◆ COMPLETE THE FOLLOWING
1. Write out the part of the Oracle GoldenGate post below from "3) If there" up to and including "without any warning.".
2. Answer these questions from the Oracle GoldenGate post below:
(a) What format are all GoldenGate configuration files in?
(b) Besides replication, what two other uses does the post name for Oracle GoldenGate?
(c) With which release did GoldenGate start supporting bulk data loads?
3. Proceed with the Oracle GoldenGate post below, picking up after its last sentence.

◆ SOURCE
— begin —
Wednesday, September 22, 2010

What is Oracle Goldengate?

After Oracle corp. acquiring Goldengate software there is a lot of buzz about Oracle Goldengate and it is one of the hot topics at Oracle open world 2010.

Oracle Goldengate can be used as a replication tool, ETL, and even as a DR solution.

Oracle Goldengate (GG) is probably the best replication software and it is very easy to configure and deploy it in large scale environment. Here are some of the things you need to be aware of:

1) All GG configuration files are ascii text based files. Very easy to make changes but it is prone to human errors in an environment having many DBA's working on it.

2) In order to use parallel apply threads, GG breaks down the database transaction into multiple transactions based on the hashing key defined for range split of the data. So, transactional consistency will not be guaranteed during real time but there won't be any data loss, but make sure that your application can tolerate this.

3) If there is no primary key or unique index exists on any table, GG will use all the columns as supplemental logging key pair for both extracts and replicats. But if you define key columns in the GG extract parameter file and if you don't have the supplemental logging enabled on that key columns combination, then GG will assume missing key columns record data as "NULL", which is a huge deal, and this will introduce logical data corruption on the target.

4) GG started supporting bulk data loads with their 11.1 release but any NOLOGGING data changes will be silently ignored without any warning.
— end —
◆ RAW DATA
— begin —
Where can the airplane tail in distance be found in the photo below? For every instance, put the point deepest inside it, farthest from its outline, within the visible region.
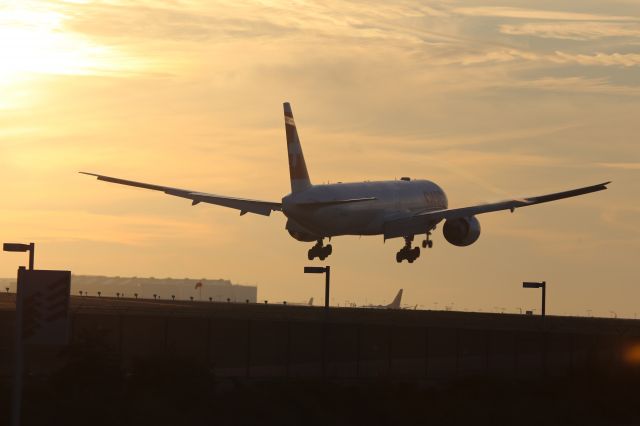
— end —
◆ FINAL ANSWERS
1.
3) If there is no primary key or unique index exists on any table, GG will use all the columns as supplemental logging key pair for both extracts and replicats. But if you define key columns in the GG extract parameter file and if you don't have the supplemental logging enabled on that key columns combination, then GG will assume missing key columns record data as "NULL", which is a huge deal, and this will introduce logical data corruption on the target.

4) GG started supporting bulk data loads with their 11.1 release but any NOLOGGING data changes will be silently ignored without any warning.

2.
(a) They are ascii text based files.
(b) ETL and a DR solution.
(c) The 11.1 release.

3.
5) GG doesn't support compression on the source database.

6) GG does support DDL replication but it is not easy to do selective DDL replication, it replicates every DDL that happens on the source database which is not desirable for some customers.

7) Tables being replicated to on the target can also be written to by any other application or DBA's.

8) GG supports ignoring data conflicts for updates after the first instantiation of the target database until it catches up. But it is very easy to forget turning off that parameter and any updates being lost will not be alerted by GG.

9) GG still works by reverse engineering the Oracle redolog. This may not be totally true with GG 11, but I expect GG to interpret Oracle redo more directly in later versions of 11 or 12.

10) GG dynamically decides to change the key columns that form the supplemental logging based on the state of primary key (i.e. in VALIDATED or NONVALIDATED state), which can introduce data corruptions on the target databases as the expected key columns data is missing in the trail files and they will be set to NULL. They now have the patch available for this, you can set "_USEALLKEYCOLUMNS and ALLOWNONVALIDATEDKEYS" parameters in GLOBALS file to get around this problem.


Use cases:

I think Oracle is not promoting logical standby as much as they should have. Oracle logical standby guarantees data consistency, data integrity, maintains order of transactions, and doesn't let target database tables to be modified by others which by itself offer great confidence in data quality.

Oracle Xstreams offers greatest flexibility and superior performance in extracting data from the source database and applying the same to the target database.

For Oracle database upgrades or having a logical DR standby it is better to use Oracle logical standby, use Xstreams if you want more flexibility and high performance in moving data across databases, and use GG for keeping the downstream database up to date for reporting, ETL purposes, or to move data across hybrid databases.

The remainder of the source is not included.